(Items from a dataset)
:::::

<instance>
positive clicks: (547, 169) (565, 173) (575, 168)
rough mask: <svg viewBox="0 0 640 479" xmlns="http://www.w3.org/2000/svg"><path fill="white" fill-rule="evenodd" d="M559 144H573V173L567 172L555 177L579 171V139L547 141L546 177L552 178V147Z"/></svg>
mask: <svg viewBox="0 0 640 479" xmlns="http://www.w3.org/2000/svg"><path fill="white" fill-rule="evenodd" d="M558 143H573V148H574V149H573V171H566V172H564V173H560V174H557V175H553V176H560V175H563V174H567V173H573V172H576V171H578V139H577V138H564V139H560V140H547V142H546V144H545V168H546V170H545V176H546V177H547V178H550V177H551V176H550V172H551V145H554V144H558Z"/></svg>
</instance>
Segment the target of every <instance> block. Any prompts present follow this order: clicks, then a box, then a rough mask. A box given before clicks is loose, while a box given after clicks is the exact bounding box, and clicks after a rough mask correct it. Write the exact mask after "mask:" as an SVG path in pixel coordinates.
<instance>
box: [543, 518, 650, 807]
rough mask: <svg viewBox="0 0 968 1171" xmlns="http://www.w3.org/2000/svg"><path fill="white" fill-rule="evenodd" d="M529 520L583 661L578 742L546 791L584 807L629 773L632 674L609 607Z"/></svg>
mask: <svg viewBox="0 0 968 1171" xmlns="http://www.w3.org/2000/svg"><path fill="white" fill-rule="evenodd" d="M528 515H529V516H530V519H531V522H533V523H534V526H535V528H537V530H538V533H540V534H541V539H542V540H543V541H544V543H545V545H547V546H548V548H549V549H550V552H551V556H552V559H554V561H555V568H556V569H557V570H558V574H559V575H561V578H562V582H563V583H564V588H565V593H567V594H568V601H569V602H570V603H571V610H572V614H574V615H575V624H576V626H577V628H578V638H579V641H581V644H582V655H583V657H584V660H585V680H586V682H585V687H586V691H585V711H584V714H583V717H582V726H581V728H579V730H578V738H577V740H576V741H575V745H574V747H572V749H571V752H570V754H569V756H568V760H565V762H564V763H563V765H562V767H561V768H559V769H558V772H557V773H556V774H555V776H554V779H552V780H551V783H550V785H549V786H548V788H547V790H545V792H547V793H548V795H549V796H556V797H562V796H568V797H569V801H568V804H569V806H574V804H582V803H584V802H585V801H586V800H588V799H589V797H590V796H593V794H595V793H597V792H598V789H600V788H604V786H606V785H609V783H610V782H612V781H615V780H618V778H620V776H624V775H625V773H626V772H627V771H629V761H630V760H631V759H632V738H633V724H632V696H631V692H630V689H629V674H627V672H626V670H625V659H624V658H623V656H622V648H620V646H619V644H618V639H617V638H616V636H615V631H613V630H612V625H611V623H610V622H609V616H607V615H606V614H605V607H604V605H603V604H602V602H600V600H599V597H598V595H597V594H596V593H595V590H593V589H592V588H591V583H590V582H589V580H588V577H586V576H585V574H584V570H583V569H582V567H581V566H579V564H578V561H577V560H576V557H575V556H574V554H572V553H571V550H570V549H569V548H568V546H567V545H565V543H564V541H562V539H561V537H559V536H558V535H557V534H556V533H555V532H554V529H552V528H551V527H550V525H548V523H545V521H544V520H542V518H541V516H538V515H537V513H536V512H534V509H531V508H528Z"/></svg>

:::::

_Work order_
From the first line to the last, write out the data exactly.

_Solution to this task_
<instance>
positive clicks: (547, 169) (565, 173) (575, 168)
rough mask: <svg viewBox="0 0 640 479" xmlns="http://www.w3.org/2000/svg"><path fill="white" fill-rule="evenodd" d="M559 144H573V173L567 172L555 177L579 171V139L547 141L546 177L552 178V147Z"/></svg>
mask: <svg viewBox="0 0 640 479" xmlns="http://www.w3.org/2000/svg"><path fill="white" fill-rule="evenodd" d="M558 143H573V148H574V149H573V171H566V172H564V173H560V174H557V175H553V176H560V175H563V174H567V173H573V172H576V171H578V139H577V138H564V139H560V140H547V142H546V144H545V168H546V170H545V176H546V177H547V178H550V177H551V176H550V172H551V145H554V144H558Z"/></svg>
</instance>
Segment the target of every <instance> block. Any prompts present follow this order: clicks, then a box, then a rough mask. A box given before clicks is loose, while a box given after clicks is the exact bounding box, and clicks after a rough mask correct it. Write the exact mask after "mask:" as an SVG path in pixel coordinates.
<instance>
box: [543, 518, 650, 807]
rough mask: <svg viewBox="0 0 968 1171" xmlns="http://www.w3.org/2000/svg"><path fill="white" fill-rule="evenodd" d="M529 520L583 661L578 742L546 791L584 807L629 773L632 674L609 607Z"/></svg>
mask: <svg viewBox="0 0 968 1171" xmlns="http://www.w3.org/2000/svg"><path fill="white" fill-rule="evenodd" d="M528 515H529V516H530V519H531V522H533V523H534V526H535V528H537V530H538V533H540V534H541V539H542V540H543V541H544V543H545V545H547V546H548V548H549V549H550V552H551V556H552V559H554V561H555V568H556V569H557V570H558V574H559V575H561V578H562V582H563V583H564V588H565V593H567V594H568V601H569V602H570V603H571V610H572V614H574V615H575V624H576V626H577V628H578V638H579V641H581V644H582V655H583V657H584V660H585V680H586V682H585V687H586V691H585V711H584V714H583V717H582V726H581V728H579V730H578V738H577V740H576V741H575V745H574V747H572V749H571V752H570V754H569V756H568V760H565V762H564V763H563V765H562V767H561V768H559V769H558V772H557V773H556V774H555V776H554V779H552V780H551V783H550V785H549V786H548V788H547V790H545V792H547V793H548V795H549V796H556V797H562V796H568V797H569V801H568V804H569V806H574V804H582V803H584V802H585V801H586V800H588V799H589V797H590V796H593V794H595V793H597V792H598V789H600V788H604V786H606V785H609V783H610V782H612V781H615V780H618V778H620V776H624V775H625V773H626V772H627V771H629V761H630V760H631V759H632V738H633V724H632V696H631V692H630V689H629V674H627V672H626V670H625V659H624V658H623V656H622V648H620V646H619V644H618V639H617V638H616V636H615V631H613V630H612V625H611V623H610V622H609V616H607V615H606V614H605V607H604V605H603V604H602V602H600V600H599V597H598V595H597V594H596V593H595V590H593V589H592V588H591V583H590V582H589V580H588V577H586V576H585V574H584V570H583V569H582V567H581V566H579V564H578V561H577V560H576V557H575V556H574V554H572V553H571V550H570V549H569V548H568V546H567V545H565V543H564V541H562V539H561V537H559V536H558V535H557V534H556V533H555V532H554V529H552V528H551V527H550V525H548V523H545V521H544V520H542V518H541V516H538V515H537V513H536V512H534V509H531V508H528Z"/></svg>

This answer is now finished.